*Source text*
THERE are not many people who can say they were a natural healer at the tender age of seven. It was a gift Vav Simon had and one that her granny encouraged, despite her mother's scepticism. Vav can remember helping the animals on her uncle's farm as a little girl. While the other children would be asked to find the chicken's eggs or clean the horses' tack, she would be asked to heal animals. "She's got the way with her," her uncle would say.

Ever since, she has had horses, dogs and cats of her own. Usually, they would make their own way to her - needing care and healing, and end up staying. "People brought me injured birds and the like," she recalls. Brought up in Scotland, her early career moved in some interesting directions - potter, bank clerk, dancer - before she decided to build upon her natural gifts as a healer.

She trained in massage and physiotherapy, and then went on to study for a degree at the McTimoney College of Chiropractic in Oxford, followed by a postgraduate course in chiropractic for animals. A chiropractor makes gentle adjustments to the skeleton to realign it. It's a hands-on therapy but very gentle.

Vav moved to the Isle of Wight with her husband Dave nine years ago, with a view to slowing down. But things did not work out that way. Instead, demand for her services increased, so she decided to open a holistic therapy centre for animals - possibly the only one in the world - offering chiropractic treatments, massage, homeopathy and many other therapies. "I wanted to spend more time treating animals and less time travelling," she says. "Now I can supply equipment I can’t transport in my car."

The Natural Therapy Centre Animals opened at Aldermoor Farm Ryde, in September, at a run-down farm the couple have converted. As one of just 35 chiropractors qualified to treat animals in the country (only 22 of whom are actually in practice), she has travelled all over world. She still gets referrals from mainland and abroad, but since coming to live on the island, she carries out much of her work locally, treating both people and animals.

"Animals respond to holistic therapies better than people," she says. "They have no preconceived ideas of what is going to happen, nor do they have any of the psychological interests in being ill that many people have. I wanted to be in one place so people come to me. I can treat more animals and not waste time travelling."

"I also wanted to be able to offer more therapies for animals and I wanted a base so I could get equipment to treat animals." The equipment includes three new types of water treatment for dogs, located in a very sparkly new barn, with a fetching turquoise and white paint scheme. The swimming pool, with a ramp of wooden decking, is 10ft by 12ft, heated to dog body temperature and has spa jets to provide resistance for therapy treatments. "As well as chiropractic treatments, we offer massage, hydrotherapy, homeopathy, acupuncture and many other therapies."

*Dataset extract*
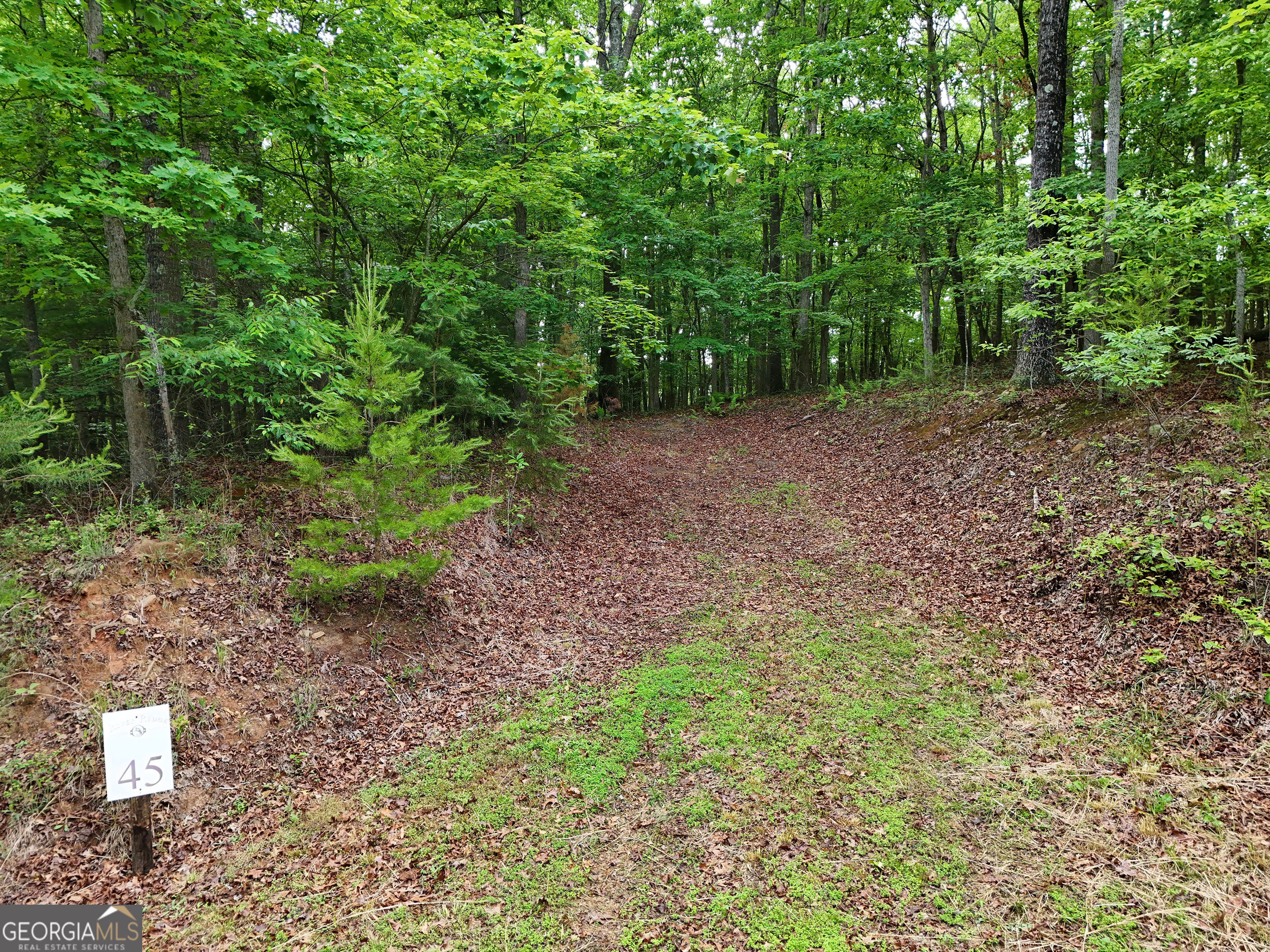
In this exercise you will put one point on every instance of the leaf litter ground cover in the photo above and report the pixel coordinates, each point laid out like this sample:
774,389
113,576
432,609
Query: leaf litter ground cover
814,749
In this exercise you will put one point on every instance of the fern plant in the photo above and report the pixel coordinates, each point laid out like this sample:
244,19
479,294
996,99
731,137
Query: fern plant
383,469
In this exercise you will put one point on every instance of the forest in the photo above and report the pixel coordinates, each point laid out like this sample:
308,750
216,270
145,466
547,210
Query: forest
704,202
654,474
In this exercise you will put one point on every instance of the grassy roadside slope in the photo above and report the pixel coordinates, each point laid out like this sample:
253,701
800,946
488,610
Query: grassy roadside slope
792,780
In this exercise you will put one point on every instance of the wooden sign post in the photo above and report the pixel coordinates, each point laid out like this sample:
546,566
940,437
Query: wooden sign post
138,747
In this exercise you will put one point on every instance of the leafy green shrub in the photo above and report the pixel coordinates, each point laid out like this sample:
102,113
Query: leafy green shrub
389,490
1137,560
1133,361
23,422
555,389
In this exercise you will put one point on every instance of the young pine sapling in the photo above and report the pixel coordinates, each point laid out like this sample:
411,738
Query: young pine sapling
384,482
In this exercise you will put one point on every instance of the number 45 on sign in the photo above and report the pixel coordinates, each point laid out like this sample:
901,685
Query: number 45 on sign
138,752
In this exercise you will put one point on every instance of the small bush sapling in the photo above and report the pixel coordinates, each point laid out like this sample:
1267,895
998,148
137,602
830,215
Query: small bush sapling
389,489
23,422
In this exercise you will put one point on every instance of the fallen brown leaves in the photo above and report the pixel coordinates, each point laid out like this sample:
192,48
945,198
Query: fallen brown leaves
934,502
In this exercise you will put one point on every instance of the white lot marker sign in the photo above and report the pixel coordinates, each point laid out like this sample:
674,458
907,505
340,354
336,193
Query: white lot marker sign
138,752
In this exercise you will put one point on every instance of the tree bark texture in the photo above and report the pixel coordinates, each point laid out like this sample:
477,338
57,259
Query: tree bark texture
1037,362
141,465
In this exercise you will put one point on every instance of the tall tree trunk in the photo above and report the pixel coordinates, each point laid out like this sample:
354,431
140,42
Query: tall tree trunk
654,381
826,295
520,319
925,276
7,371
966,356
80,404
1037,362
1099,97
141,465
1098,160
1236,238
803,343
31,333
202,262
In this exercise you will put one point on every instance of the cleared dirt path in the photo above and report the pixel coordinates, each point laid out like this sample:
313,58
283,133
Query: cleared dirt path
699,707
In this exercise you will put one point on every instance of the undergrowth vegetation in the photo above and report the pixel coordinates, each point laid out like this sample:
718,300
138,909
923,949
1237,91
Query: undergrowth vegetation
802,784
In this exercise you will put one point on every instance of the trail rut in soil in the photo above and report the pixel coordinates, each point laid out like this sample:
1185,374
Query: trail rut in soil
751,683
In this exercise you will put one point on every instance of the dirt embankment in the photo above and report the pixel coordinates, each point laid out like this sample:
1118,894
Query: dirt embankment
976,504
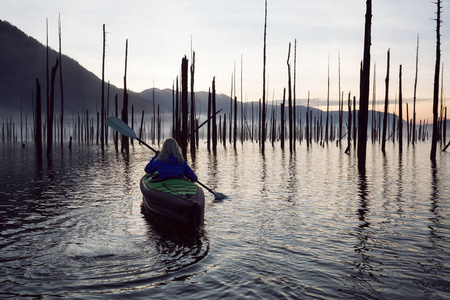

*Exercise requirements*
In the article about Vav Simon, where did she study for her degree in chiropractic?

*Response to this exercise*
At the McTimoney College of Chiropractic in Oxford.